>> Begin GIVEN RECORDS

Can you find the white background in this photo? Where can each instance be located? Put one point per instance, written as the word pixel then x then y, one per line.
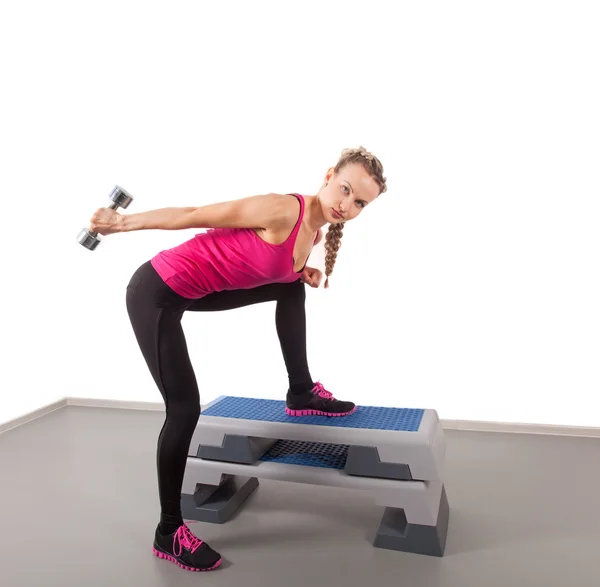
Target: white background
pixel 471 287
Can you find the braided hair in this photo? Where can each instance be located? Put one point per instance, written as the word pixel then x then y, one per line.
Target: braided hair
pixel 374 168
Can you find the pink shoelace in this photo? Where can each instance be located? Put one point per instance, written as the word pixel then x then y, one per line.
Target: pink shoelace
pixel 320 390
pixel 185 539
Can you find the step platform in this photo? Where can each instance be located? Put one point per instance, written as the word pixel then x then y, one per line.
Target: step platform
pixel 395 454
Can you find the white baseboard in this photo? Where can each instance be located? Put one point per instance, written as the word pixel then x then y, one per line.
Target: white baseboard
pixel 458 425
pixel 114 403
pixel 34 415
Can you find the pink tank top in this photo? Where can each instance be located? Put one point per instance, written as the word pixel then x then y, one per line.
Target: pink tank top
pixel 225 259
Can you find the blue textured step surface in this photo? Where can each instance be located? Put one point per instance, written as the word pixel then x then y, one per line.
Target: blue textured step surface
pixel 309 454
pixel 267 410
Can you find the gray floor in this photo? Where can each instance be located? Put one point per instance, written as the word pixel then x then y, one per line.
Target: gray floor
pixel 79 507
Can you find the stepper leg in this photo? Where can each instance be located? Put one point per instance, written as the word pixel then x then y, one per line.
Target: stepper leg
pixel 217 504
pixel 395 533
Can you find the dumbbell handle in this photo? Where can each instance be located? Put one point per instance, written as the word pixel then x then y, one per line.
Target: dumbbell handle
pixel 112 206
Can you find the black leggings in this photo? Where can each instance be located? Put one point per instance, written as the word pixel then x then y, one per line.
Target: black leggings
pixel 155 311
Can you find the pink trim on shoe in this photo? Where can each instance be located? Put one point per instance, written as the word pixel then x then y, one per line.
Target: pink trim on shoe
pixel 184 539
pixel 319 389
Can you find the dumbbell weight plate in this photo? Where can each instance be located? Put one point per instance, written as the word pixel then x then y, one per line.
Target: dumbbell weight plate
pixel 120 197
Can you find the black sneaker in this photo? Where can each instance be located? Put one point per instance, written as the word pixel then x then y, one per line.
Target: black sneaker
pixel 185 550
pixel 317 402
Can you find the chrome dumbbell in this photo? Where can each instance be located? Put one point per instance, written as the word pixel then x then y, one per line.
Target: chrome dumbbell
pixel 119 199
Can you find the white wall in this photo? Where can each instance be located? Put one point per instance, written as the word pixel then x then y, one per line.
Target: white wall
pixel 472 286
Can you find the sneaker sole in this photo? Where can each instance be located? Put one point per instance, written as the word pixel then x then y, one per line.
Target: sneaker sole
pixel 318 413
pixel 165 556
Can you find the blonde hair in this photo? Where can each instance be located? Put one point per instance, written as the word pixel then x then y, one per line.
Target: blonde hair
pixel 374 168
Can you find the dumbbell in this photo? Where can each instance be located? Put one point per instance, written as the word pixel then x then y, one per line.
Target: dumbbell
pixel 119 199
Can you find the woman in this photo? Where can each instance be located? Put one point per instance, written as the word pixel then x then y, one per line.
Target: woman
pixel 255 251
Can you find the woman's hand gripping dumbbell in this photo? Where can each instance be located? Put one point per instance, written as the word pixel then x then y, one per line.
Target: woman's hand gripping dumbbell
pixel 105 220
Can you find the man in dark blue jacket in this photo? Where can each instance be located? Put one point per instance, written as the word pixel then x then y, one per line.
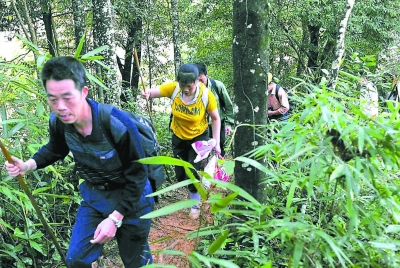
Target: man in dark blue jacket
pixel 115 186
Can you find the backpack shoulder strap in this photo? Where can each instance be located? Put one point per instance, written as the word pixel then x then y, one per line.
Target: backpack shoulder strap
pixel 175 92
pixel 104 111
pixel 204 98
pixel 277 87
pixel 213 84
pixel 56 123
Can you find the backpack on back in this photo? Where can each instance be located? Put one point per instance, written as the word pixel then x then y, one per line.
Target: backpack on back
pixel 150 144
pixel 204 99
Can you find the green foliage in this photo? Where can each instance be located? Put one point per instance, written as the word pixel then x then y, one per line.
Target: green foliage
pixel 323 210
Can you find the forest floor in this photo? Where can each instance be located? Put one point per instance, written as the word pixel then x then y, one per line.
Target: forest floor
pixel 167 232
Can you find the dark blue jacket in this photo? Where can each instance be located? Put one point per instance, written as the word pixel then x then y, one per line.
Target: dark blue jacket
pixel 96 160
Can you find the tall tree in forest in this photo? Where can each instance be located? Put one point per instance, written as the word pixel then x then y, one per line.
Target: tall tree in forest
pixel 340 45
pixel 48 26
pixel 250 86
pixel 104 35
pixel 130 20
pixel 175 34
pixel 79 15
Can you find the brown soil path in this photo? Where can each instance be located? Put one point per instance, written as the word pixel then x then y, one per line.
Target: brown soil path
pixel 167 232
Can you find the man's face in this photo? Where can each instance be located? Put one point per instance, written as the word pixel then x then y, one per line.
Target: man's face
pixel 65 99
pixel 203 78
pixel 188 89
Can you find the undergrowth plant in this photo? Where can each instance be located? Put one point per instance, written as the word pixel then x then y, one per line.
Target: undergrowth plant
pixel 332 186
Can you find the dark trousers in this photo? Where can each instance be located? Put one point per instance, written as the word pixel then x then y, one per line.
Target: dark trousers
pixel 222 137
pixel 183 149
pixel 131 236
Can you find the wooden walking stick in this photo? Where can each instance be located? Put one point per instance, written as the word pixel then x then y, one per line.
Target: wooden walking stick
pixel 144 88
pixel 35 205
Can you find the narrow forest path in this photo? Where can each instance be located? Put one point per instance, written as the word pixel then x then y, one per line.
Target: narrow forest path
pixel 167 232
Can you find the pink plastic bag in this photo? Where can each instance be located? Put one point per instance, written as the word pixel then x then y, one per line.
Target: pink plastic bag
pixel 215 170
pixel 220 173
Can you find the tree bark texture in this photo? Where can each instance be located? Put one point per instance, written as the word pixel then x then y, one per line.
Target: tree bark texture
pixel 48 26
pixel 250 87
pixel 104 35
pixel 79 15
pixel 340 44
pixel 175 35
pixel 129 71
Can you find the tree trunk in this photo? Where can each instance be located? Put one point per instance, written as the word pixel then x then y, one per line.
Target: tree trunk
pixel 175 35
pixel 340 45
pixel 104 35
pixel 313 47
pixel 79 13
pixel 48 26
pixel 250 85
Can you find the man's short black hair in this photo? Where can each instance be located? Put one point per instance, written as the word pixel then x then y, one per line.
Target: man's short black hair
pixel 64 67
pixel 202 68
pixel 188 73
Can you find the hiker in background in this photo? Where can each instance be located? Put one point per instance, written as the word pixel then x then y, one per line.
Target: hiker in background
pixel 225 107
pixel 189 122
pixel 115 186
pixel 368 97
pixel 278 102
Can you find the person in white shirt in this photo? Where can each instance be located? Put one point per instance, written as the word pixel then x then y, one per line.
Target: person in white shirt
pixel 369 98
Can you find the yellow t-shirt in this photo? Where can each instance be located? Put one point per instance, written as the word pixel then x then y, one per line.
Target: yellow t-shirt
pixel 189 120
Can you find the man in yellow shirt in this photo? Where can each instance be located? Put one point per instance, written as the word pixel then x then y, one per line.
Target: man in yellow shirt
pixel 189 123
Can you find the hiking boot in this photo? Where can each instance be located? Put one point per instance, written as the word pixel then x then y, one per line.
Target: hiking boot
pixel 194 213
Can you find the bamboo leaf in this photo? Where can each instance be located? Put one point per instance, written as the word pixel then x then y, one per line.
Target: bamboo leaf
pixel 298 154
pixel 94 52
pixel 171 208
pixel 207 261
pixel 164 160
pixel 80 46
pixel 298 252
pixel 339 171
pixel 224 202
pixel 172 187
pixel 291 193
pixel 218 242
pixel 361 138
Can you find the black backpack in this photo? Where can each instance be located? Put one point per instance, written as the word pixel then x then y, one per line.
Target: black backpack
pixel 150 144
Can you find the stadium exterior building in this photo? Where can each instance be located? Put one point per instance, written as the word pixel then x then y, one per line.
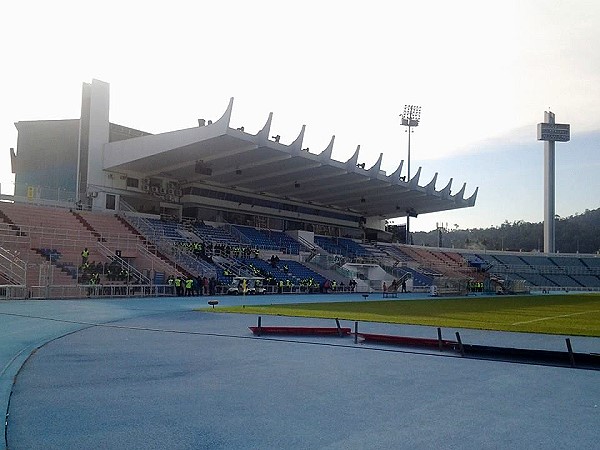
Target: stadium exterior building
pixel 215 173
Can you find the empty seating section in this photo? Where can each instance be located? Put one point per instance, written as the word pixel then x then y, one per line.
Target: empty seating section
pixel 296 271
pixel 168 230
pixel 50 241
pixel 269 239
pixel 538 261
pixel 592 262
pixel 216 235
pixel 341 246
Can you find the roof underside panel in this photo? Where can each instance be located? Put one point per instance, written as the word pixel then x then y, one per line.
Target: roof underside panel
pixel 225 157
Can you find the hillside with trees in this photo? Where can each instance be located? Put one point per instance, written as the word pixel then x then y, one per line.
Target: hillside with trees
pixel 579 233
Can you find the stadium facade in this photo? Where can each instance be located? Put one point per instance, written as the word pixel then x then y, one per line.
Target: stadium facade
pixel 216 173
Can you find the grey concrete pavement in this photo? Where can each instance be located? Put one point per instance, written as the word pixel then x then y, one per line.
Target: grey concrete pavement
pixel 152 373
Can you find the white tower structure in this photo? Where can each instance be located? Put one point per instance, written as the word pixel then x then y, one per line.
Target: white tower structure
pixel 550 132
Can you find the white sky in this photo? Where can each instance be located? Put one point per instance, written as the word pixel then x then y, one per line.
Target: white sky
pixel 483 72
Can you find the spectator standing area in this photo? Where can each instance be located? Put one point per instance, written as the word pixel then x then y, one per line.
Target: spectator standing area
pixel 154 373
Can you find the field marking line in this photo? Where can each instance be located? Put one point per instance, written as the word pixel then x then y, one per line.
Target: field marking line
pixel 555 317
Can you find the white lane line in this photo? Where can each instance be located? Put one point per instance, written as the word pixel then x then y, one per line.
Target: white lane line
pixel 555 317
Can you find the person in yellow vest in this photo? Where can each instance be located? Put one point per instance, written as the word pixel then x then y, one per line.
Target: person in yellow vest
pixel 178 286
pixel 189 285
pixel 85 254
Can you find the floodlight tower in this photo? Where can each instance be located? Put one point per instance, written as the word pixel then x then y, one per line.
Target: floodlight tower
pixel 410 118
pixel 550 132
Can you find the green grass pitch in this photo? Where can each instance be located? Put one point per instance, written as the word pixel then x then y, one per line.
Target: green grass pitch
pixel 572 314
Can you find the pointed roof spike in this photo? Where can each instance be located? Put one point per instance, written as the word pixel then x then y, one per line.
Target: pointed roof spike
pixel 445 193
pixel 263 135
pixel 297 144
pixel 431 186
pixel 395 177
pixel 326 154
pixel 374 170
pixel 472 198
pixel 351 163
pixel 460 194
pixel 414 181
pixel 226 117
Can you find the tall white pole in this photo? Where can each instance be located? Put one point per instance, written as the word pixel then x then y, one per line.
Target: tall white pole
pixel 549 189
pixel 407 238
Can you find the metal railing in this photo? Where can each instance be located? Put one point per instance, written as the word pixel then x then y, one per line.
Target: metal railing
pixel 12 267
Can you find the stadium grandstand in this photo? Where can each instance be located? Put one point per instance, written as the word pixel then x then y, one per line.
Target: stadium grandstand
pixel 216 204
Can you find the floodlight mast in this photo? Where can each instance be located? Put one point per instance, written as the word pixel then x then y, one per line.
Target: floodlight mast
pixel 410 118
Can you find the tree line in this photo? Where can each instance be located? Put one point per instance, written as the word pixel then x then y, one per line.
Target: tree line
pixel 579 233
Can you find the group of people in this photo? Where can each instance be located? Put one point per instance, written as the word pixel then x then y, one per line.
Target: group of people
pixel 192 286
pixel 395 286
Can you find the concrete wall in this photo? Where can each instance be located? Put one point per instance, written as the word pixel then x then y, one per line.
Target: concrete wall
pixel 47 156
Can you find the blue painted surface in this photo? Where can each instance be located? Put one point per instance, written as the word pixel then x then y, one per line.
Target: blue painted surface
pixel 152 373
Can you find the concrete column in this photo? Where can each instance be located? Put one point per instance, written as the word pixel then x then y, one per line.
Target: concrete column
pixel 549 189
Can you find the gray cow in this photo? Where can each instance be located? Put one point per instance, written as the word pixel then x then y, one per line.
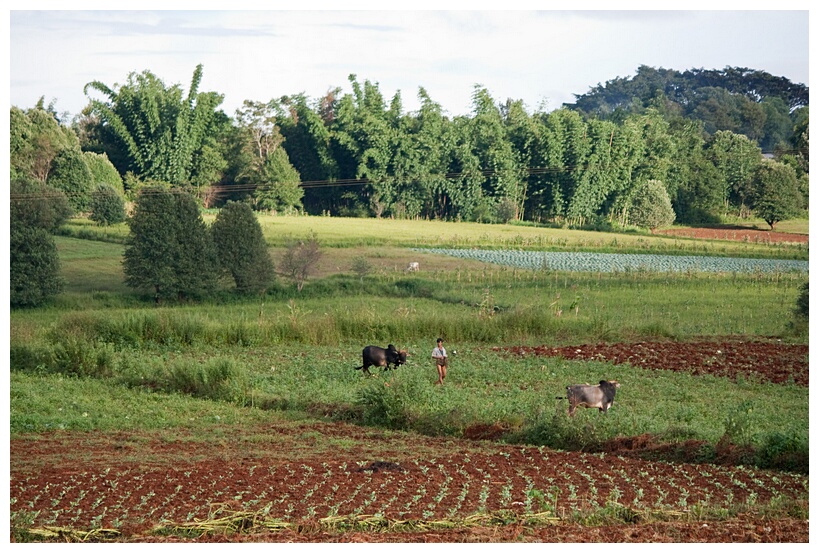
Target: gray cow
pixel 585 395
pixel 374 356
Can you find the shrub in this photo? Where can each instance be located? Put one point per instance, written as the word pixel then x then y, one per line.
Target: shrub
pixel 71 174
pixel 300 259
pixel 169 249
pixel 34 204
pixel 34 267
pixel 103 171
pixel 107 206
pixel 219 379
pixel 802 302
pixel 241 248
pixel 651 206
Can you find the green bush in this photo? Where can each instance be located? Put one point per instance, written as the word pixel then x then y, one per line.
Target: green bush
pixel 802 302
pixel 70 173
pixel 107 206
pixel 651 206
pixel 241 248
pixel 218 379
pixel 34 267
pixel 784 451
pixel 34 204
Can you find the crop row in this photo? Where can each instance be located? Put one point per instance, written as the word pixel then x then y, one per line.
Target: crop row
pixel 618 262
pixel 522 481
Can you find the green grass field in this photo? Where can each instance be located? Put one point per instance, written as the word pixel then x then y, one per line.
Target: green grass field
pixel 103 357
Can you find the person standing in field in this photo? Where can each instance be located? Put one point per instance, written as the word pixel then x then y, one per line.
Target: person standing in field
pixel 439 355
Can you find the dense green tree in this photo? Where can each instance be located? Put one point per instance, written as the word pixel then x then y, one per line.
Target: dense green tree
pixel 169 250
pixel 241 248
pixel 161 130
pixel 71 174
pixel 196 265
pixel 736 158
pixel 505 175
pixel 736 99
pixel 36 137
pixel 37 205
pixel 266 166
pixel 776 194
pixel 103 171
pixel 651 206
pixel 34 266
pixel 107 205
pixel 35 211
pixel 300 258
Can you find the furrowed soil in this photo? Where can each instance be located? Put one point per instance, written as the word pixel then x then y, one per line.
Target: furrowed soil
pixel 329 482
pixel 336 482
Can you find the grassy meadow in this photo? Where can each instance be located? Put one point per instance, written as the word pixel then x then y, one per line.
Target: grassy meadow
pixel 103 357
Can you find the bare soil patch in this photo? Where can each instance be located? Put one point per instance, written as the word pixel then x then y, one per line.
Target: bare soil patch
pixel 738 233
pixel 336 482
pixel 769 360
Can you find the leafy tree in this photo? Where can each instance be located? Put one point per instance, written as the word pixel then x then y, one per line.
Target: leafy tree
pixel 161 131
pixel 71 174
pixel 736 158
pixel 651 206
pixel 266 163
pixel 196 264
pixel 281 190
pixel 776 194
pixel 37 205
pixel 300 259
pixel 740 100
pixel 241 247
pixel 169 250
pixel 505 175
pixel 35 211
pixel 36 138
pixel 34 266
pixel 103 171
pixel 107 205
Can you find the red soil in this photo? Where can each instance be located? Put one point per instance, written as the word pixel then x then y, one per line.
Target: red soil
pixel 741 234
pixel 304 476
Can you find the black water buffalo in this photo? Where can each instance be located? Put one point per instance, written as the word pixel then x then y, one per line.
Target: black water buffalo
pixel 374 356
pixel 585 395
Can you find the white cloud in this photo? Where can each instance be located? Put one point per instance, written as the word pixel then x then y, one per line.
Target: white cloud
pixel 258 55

>> End GIVEN RECORDS

Copy out, unchanged, the part of the listing above that begins with the line containing "Can you find the white lane" and ends with the line containing "pixel 572 314".

**RESULT OF THIS EXERCISE**.
Can you find the white lane line in this photo? Where can each instance be located? Put one point per instance, written as the word pixel then x then y, one per line.
Target: white lane line
pixel 555 317
Can you find the person in yellow vest in this photo? Where can each instance be located? Put one point per instance, written as the word pixel then x then y, one per line.
Target: person in yellow vest
pixel 178 286
pixel 189 285
pixel 85 254
Can you find the floodlight tower in this photo? Where can each instance be located? Put one point per instance, written as the word pixel then x then y, one per line.
Target: floodlight tower
pixel 410 118
pixel 550 132
Can you find the green grass pitch in this photo? Where can each instance be located? Put one point per instance, written as the word pixel then x then y, one per line.
Target: green grass pitch
pixel 572 314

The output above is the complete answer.